---- SOURCE MATERIAL

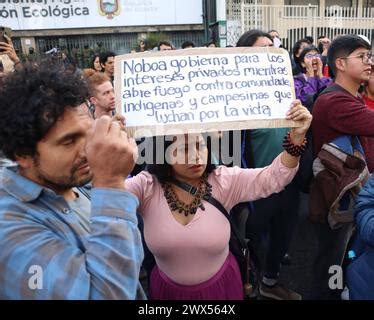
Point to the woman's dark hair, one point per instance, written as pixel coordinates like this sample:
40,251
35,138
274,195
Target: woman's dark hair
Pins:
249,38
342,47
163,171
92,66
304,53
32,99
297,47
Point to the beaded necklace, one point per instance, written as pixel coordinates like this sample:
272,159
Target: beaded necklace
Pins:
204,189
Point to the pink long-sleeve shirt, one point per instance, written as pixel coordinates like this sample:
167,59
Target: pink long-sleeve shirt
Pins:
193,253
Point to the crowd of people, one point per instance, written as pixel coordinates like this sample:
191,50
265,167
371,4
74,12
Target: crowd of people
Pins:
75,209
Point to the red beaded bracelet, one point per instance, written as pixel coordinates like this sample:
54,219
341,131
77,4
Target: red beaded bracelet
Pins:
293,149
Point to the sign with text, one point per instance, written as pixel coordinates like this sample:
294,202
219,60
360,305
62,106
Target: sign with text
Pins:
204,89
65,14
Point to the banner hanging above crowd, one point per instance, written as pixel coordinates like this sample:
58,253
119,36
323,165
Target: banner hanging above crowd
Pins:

--------
---- SOURCE MATERIAL

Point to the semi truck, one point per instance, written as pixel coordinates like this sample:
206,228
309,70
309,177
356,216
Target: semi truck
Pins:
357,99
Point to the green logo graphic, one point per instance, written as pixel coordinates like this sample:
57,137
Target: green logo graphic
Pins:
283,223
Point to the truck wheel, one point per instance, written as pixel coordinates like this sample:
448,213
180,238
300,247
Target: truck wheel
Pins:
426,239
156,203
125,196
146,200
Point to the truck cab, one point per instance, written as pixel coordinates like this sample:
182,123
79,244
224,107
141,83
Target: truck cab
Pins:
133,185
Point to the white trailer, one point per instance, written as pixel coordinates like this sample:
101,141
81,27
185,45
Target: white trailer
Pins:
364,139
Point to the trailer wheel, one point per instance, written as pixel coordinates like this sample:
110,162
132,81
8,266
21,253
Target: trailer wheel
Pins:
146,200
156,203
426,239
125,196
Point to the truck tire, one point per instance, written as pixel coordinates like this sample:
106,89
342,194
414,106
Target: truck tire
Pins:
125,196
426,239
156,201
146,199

--------

_EXERCISE AIM_: If a line in the records includes the string "trailer", copy it.

_ANSWER SECTION_:
Point to the white trailer, one point per instance, written as pixel coordinates like this sample:
Target: white trailer
Point to the trailer wheel, one point per instance, written as pixel coordinates like this sample:
Target: trailer wheel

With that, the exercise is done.